(Data items)
--

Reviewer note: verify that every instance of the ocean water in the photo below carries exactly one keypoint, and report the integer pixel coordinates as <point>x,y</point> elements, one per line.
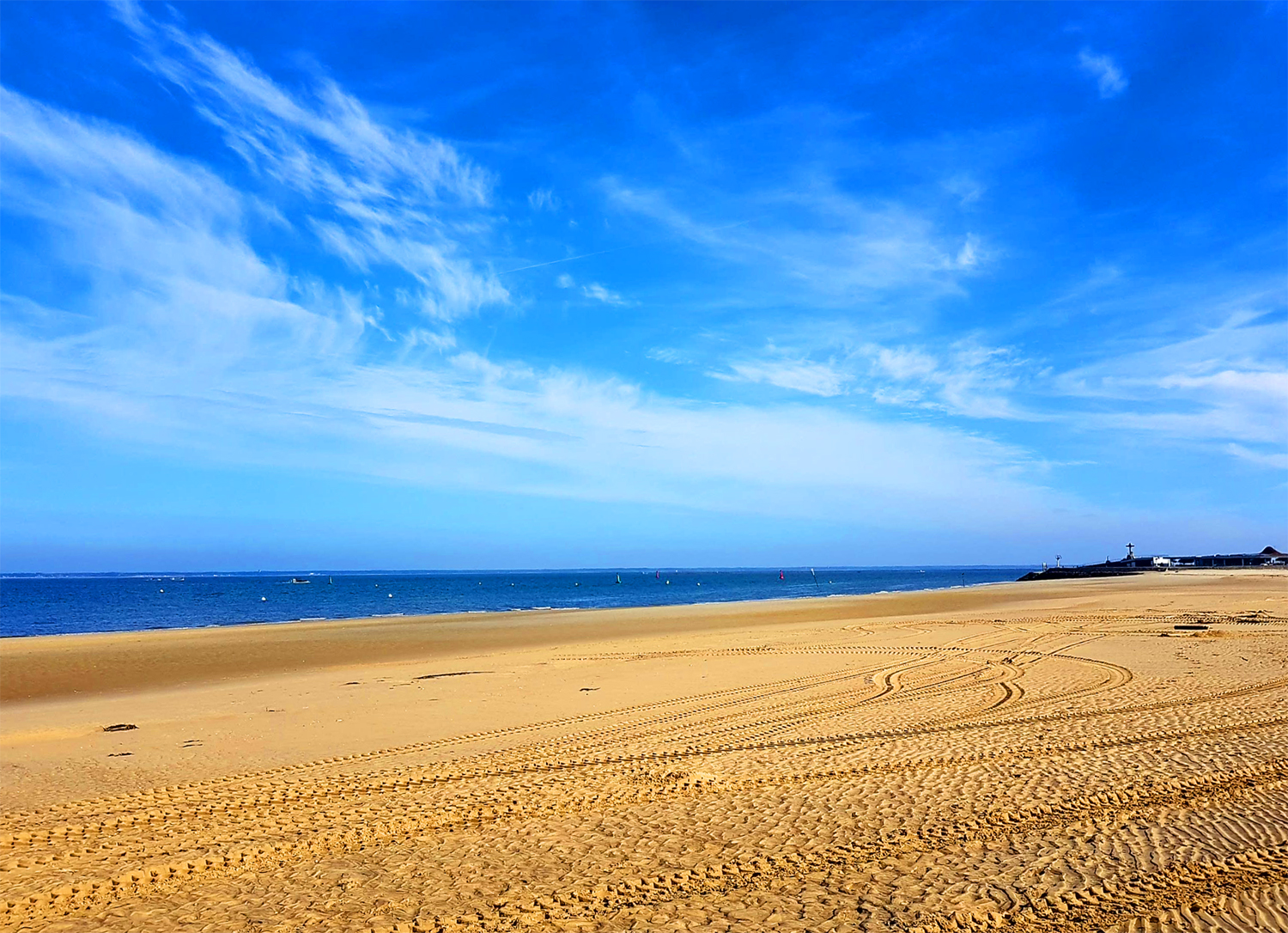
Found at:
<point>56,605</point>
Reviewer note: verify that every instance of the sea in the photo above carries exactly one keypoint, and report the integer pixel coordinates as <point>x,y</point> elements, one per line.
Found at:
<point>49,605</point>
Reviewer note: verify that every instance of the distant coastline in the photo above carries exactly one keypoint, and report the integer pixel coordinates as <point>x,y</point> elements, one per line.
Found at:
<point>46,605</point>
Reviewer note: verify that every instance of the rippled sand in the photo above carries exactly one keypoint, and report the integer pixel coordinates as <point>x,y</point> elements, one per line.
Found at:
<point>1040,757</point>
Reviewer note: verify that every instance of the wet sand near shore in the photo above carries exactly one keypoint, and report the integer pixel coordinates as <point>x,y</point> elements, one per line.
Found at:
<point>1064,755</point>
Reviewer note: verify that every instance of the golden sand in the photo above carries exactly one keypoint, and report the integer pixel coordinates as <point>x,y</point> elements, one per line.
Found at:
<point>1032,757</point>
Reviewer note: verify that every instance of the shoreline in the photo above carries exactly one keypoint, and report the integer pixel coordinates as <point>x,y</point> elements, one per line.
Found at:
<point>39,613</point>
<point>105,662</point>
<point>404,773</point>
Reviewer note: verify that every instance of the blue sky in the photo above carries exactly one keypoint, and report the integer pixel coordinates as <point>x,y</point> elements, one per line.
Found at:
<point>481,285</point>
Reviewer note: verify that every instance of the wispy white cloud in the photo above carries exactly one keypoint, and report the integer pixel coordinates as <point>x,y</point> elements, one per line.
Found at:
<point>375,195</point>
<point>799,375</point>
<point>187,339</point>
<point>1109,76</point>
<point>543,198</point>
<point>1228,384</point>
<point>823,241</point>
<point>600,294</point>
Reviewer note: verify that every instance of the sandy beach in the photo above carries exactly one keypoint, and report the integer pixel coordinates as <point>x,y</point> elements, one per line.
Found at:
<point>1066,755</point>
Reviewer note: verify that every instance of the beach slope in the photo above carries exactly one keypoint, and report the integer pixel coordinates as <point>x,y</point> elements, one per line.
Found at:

--

__Your objective__
Return the whole listing above line for line, without changing anything, and leave the pictures out.

__The completed task__
Reviewer note: verify that every instance of the ocean water in the photo below carries exactly one keypoint, and report the integer pixel coordinates as <point>x,y</point> elements, one per line.
Found at:
<point>56,605</point>
Reviewer note: verify that every instance of the sea in the photo above carries exactly one keypoint, and report the integer pixel coordinates as <point>x,y</point> elements, one per line.
Found at:
<point>49,605</point>
Reviewer note: verify that every instance of the distant coastline in the photo above carries exactly one keypoint, and report the integer pixel coordinates as <point>x,y</point> elements, one per line.
Found at:
<point>46,605</point>
Reviewer note: verify that every instance of the rippled sand in the photo above carries exactly one keypoint, and report the integer pixel coordinates as <point>x,y</point> elements, one per line.
Found at:
<point>1040,757</point>
Reviewer note: verify that every instance of the wet sand near shore in the photo above carries exactly one keypoint, and report the integer pixel coordinates as <point>x,y</point> elements, one per line.
Found at:
<point>1064,755</point>
Reviewer note: verify that every instance of the golden sand in the photo above carries exactly one keypoint, and report the integer pixel coordinates as <point>x,y</point> elements, one per line.
Found at:
<point>1032,757</point>
Reviewer note: verify that every instance of the shoreline in the photo above carries exactly one keypoint, and report the integer pixel coordinates as <point>x,y</point> elements, one per line.
Found at:
<point>39,613</point>
<point>105,662</point>
<point>404,773</point>
Reviewer note: verify that every instance of the blue sky in the photo above carries exactly one keypoint, and report the integer pixel coordinates as <point>x,y</point> elements, one per line.
Found at:
<point>481,285</point>
Reviewer note: verify that every instance of the wispy white cloud in the photo above carries exactly one keypoint, and report the integer pixel coordinates as <point>x,y</point> elements, one per line.
Found at:
<point>375,195</point>
<point>799,375</point>
<point>187,339</point>
<point>1109,76</point>
<point>543,198</point>
<point>1228,384</point>
<point>823,241</point>
<point>600,294</point>
Reviewer note: verify that every instance of the sandy beach in the photo above carries exactly one keypoint, and report the integer pixel coordinates as <point>x,y</point> elements, one per line.
Found at:
<point>1066,755</point>
Reviewer note: verify that every instance of the beach slope in the photo above carries exactly one keypoint, and report the integer pixel coordinates as <point>x,y</point> elements, one per line.
Found at:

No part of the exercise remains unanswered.